**What is being asked**
As you work through the listing, transcribe every line exactly as it reads.

-------- Information shown --------

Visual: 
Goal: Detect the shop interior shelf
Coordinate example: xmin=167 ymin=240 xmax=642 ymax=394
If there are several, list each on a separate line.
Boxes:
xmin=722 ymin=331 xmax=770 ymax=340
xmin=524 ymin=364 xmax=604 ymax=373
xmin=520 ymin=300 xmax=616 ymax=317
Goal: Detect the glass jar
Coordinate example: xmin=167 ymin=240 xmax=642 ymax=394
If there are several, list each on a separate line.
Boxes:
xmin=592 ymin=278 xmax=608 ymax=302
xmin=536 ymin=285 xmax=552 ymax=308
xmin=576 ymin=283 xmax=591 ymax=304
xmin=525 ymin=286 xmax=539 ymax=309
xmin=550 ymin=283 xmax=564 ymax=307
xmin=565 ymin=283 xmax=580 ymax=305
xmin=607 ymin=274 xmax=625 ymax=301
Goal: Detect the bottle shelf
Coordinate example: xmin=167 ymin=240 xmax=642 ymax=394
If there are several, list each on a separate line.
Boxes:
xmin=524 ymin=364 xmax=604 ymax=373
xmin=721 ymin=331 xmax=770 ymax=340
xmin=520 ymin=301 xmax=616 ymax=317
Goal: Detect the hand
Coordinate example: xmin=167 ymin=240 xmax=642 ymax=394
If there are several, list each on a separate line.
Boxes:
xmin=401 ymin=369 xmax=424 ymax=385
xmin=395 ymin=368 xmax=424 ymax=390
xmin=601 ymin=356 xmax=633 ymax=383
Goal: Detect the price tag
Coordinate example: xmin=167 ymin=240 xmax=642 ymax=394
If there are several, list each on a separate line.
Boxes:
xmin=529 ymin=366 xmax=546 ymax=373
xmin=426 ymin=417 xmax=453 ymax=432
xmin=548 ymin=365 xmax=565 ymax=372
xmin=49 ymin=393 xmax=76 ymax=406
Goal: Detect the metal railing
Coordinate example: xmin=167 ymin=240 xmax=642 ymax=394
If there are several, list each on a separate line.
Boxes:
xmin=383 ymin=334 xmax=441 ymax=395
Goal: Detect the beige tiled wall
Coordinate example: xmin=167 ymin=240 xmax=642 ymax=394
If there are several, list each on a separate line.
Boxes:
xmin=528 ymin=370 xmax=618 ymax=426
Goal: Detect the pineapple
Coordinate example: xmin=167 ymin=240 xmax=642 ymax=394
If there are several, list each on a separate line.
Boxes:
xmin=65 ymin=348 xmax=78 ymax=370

--------

**Exercise solution**
Visual: 
Goal: Detect the shop interior shelf
Coordinate example: xmin=167 ymin=240 xmax=642 ymax=394
If there are several, list each on a separate line.
Boxes:
xmin=722 ymin=331 xmax=770 ymax=340
xmin=524 ymin=364 xmax=604 ymax=373
xmin=520 ymin=300 xmax=616 ymax=317
Goal: Detect the glass jar
Coordinate example: xmin=167 ymin=240 xmax=642 ymax=394
If there are several, list each on a separate line.
Boxes:
xmin=592 ymin=278 xmax=608 ymax=302
xmin=536 ymin=285 xmax=552 ymax=308
xmin=576 ymin=283 xmax=591 ymax=304
xmin=525 ymin=286 xmax=539 ymax=309
xmin=550 ymin=283 xmax=564 ymax=307
xmin=565 ymin=283 xmax=580 ymax=305
xmin=607 ymin=274 xmax=625 ymax=301
Goal: Detect the bottle shelf
Coordinate example: xmin=167 ymin=240 xmax=642 ymax=394
If there are several, list each on a separate line.
Boxes:
xmin=524 ymin=364 xmax=604 ymax=373
xmin=721 ymin=331 xmax=770 ymax=340
xmin=520 ymin=301 xmax=616 ymax=317
Goal: Detect the hand
Coordinate example: xmin=167 ymin=240 xmax=642 ymax=394
If there are several, list each on a separate line.
Boxes:
xmin=401 ymin=369 xmax=424 ymax=385
xmin=395 ymin=368 xmax=424 ymax=390
xmin=601 ymin=356 xmax=633 ymax=383
Goal: Detect the price tag
Coordinate example: xmin=167 ymin=240 xmax=642 ymax=394
If there are several, list each on a separate line.
Boxes:
xmin=529 ymin=366 xmax=546 ymax=373
xmin=426 ymin=417 xmax=453 ymax=432
xmin=548 ymin=365 xmax=565 ymax=372
xmin=49 ymin=393 xmax=76 ymax=406
Goal: Detect the metal railing
Coordinate example: xmin=167 ymin=240 xmax=642 ymax=394
If there are several, list each on a separate line.
Boxes:
xmin=383 ymin=334 xmax=441 ymax=395
Goal: Detect the beige tiled wall
Coordinate example: xmin=167 ymin=240 xmax=642 ymax=394
If there are several, list each on a separate line.
Boxes:
xmin=528 ymin=370 xmax=618 ymax=426
Goal: Detect the pineapple
Coordinate example: xmin=167 ymin=240 xmax=642 ymax=394
If there are several, list each on a separate line.
Boxes:
xmin=65 ymin=348 xmax=78 ymax=370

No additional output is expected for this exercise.